# WHAT TO PRODUCE:
Answer these questions from the article on India's COVID-19 crisis:
(a) What number did India's confirmed daily infections top on Monday?
(b) Which hospital's spokesman said it was in "beg-and-borrow mode"?
(c) How many deaths were confirmed in the latest health ministry toll?

Patients Being Treated In Cars By Relatives, Morgues Out Of Stretchers As India Stumbles Under New COVID-19 Strain
Coronavirus patients in India are being tended to in cars by their loved ones while they wait to get into hospitals.
Many overcrowded health centres have run out of medical supplies – but the worst is likely yet to come as the country’s desperate health crisis deepens.
Makeshift facilities for seriously ill people are cropping up across the country, with pictures showing relatives trying to help their stricken loved ones through car windows in hospital car parks.
The horrific situation in the country has seen the authorities struggling to burn bodies quick enough – as the remains of Covid patients pile up.
India’s daily case rate hit a record high for a fifth consecutive day on Monday, when confirmed infections topped 350,000.
Countries including the UK have pledged to send urgent medical aid to help battle the crisis, which is fast overwhelming local hospitals.
Facilities in Delhi and elsewhere turning away patients after running out of supplies of medical oxygen and beds.
A spokesman for the Sir Ganga Ram Hospital in the capital, New Delhi, explained: ‘Currently the hospital is in beg-and-borrow mode and it is an extreme crisis situation.’
Mona Desai, a former president of the Ahmedabad Medical Association, added: ‘The problem is grim everywhere, especially in smaller hospitals, which do not have central oxygen lines and use cylinders.’
On Sunday, Prime Minister Narendra Modi urged all citizens to get vaccinated and exercise caution, while hospitals and doctors have put out urgent notices saying they were unable to cope with the rush of patients.
Delhi has been cremating so many bodies of virus victims that authorities are getting requests to start cutting down trees in city parks In some of the worst-hit cities, including New Delhi, bodies were being burnt in makeshift facilities offering mass services.
Local media broadcast images of three health workers in the eastern state of Bihar pulling a body along the ground on its way to cremation, as stretchers ran short.
Vipin Narang, a political science professor at Massachusetts Institute of Technology (MIT) in the United States, tweeted: ‘If you’ve never been to a cremation, the smell of death never leaves you.
‘My heart breaks for all my friends and family in Delhi and India going through this hell.’
The world’s second most populated country has confirmed some 17.31 million infections and 195,123 deaths since the crisis began.
Another 2,812 deaths were confirmed in the latest health ministry toll, but health experts say the death count is probably far higher.
Politicians in the country, especially Mr Modi, have faced criticism for holding rallies attended by thousands of people, packed close together in stadiums and grounds, despite the brutal second wave of infections.
Several cities have ordered curfews, while police have been deployed to enforce social distancing and mask-wearing.

# Stored items from a collection:
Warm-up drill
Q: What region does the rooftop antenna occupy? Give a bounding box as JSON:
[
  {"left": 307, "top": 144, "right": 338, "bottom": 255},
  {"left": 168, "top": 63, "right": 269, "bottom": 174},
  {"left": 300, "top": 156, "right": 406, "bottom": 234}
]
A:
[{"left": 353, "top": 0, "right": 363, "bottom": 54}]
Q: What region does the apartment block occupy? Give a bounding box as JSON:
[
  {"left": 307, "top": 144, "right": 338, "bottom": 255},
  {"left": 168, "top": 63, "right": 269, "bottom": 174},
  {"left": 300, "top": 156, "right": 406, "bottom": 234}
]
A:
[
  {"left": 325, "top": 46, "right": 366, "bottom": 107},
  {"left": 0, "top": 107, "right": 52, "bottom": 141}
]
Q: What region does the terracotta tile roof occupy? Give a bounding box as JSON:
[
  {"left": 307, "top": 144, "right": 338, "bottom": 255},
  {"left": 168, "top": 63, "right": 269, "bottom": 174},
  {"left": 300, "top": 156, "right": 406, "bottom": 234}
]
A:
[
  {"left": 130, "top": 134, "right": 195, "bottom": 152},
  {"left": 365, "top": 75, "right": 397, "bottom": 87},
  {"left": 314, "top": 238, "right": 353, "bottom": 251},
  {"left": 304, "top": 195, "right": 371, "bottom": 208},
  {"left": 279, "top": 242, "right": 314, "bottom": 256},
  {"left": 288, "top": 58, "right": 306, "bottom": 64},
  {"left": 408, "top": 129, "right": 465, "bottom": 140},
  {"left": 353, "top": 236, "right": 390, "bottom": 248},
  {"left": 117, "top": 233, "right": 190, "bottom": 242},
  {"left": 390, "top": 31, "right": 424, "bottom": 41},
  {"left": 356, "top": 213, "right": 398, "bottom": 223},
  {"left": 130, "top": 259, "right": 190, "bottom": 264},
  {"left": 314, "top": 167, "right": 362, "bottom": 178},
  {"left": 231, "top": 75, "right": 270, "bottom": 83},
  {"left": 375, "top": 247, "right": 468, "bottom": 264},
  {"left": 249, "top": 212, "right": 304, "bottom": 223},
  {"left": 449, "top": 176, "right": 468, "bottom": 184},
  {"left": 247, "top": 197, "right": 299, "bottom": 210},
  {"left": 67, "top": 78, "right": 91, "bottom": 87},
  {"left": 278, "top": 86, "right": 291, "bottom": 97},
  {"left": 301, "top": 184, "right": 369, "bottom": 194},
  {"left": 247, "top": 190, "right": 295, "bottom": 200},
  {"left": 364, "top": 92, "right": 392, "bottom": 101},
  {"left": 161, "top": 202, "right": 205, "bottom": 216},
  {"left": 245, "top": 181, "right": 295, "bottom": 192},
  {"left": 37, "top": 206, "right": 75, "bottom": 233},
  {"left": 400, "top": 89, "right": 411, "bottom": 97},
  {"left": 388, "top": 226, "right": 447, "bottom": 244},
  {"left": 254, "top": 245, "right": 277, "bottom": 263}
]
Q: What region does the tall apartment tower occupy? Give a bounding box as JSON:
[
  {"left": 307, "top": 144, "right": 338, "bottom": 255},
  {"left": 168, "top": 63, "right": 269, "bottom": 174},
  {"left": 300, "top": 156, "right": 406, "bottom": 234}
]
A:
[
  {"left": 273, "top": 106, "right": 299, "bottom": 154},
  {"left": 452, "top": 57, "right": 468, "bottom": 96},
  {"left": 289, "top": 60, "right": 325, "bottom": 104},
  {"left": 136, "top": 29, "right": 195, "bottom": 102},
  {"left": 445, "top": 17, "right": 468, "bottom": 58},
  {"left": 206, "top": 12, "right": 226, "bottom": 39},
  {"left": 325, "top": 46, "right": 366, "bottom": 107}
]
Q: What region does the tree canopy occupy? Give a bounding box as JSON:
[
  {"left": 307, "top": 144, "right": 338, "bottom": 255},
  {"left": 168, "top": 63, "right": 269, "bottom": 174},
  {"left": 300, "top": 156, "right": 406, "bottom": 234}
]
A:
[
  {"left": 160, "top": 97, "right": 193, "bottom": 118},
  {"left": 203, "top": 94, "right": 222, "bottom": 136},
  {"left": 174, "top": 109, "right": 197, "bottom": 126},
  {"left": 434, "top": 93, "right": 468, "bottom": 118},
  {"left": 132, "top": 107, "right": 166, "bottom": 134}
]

# RESPONSE AREA:
(a) 350,000
(b) The Sir Ganga Ram Hospital in New Delhi
(c) 2,812